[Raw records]
start

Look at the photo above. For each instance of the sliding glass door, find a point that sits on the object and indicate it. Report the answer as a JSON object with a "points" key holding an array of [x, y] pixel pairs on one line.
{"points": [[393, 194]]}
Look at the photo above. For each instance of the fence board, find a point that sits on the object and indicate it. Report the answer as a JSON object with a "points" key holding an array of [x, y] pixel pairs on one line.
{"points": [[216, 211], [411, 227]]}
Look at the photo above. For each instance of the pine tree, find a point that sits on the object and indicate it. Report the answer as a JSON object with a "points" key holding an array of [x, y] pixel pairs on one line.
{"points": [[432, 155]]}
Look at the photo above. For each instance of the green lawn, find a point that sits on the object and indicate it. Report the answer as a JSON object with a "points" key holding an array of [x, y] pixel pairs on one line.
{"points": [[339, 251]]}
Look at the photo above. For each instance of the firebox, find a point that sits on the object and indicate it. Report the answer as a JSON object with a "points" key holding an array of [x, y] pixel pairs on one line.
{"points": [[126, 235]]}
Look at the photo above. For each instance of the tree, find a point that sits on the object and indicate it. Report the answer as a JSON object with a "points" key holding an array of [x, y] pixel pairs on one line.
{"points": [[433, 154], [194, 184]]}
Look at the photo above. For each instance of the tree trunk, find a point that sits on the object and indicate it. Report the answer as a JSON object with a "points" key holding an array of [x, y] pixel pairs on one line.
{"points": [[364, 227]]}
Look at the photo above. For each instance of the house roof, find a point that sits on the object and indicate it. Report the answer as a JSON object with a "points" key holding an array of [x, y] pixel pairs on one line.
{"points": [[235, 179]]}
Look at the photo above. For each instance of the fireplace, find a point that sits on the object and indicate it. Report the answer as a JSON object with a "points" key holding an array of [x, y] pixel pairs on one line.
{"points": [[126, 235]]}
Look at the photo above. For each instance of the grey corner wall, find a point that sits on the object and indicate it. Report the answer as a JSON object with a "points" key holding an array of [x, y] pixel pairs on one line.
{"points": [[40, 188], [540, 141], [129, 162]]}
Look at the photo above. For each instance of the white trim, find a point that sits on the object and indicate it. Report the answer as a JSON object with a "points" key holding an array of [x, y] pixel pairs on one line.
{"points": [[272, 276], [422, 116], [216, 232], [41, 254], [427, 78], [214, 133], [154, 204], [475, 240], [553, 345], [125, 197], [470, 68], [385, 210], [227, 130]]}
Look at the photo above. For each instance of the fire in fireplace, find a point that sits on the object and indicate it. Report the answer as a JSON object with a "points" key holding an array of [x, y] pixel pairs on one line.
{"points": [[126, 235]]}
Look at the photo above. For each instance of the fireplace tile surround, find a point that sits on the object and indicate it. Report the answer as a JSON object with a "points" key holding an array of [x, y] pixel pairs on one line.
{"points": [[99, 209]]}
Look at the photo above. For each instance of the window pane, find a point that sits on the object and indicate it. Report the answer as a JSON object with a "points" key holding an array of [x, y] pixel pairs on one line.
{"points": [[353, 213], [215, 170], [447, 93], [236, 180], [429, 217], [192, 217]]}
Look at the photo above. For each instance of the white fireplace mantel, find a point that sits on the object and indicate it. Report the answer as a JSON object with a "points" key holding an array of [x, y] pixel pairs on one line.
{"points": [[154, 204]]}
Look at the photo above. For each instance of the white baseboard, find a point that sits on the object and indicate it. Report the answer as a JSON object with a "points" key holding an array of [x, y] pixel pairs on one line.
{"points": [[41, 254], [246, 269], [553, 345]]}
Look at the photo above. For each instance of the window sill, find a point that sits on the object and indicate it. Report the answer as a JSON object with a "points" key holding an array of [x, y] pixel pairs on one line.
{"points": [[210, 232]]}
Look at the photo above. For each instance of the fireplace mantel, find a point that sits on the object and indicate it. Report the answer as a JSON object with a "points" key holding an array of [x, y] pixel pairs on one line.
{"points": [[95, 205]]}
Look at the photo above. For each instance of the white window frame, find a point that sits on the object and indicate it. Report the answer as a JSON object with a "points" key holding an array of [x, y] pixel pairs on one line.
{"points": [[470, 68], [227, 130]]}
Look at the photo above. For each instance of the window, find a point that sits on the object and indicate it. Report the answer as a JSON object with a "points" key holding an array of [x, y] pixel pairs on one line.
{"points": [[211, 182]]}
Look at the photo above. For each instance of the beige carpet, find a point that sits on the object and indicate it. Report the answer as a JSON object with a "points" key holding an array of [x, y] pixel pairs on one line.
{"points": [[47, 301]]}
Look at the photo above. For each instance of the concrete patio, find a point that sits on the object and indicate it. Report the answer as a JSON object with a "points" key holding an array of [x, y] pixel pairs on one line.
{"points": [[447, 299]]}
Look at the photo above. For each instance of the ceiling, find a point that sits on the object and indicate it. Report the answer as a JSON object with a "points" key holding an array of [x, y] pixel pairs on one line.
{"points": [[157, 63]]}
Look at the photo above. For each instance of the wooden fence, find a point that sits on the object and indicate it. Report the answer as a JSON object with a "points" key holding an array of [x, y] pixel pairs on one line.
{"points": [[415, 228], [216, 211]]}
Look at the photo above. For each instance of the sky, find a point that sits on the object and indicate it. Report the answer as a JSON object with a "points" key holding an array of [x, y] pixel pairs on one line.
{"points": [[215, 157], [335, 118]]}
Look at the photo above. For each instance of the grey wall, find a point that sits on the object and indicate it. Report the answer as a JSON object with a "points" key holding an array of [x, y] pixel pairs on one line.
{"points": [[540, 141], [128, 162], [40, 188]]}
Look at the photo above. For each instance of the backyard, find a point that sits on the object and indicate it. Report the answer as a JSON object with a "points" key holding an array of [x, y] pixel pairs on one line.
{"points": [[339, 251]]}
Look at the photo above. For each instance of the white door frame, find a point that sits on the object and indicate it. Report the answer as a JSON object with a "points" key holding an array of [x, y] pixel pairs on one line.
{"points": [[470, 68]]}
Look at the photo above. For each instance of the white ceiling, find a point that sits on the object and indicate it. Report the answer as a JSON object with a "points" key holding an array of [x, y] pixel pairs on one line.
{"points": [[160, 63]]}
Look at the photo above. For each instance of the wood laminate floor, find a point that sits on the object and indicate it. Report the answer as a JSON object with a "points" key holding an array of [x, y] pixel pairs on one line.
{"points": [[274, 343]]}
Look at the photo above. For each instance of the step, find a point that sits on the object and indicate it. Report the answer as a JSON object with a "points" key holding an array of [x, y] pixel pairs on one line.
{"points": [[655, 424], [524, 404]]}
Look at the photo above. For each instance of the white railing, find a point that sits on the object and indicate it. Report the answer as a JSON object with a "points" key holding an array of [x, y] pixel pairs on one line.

end

__Job__:
Print nothing but the lines from the line with "the step, find" to the last line of the records above. Both of those lines count.

__Reply to the task__:
Look at the photo above. For each instance of the step, find a point that sits on the object and indicate it. Report the answer as a JSON object with a "points" key holding an array of [x, y] pixel pairs on one line.
{"points": [[655, 424], [524, 404]]}
Look at the photo above. For each instance of the white railing, find a point that sits on the object and indicate it. Report the answer as a JSON object with a "points" key holding an array of [x, y] pixel pairs on one line.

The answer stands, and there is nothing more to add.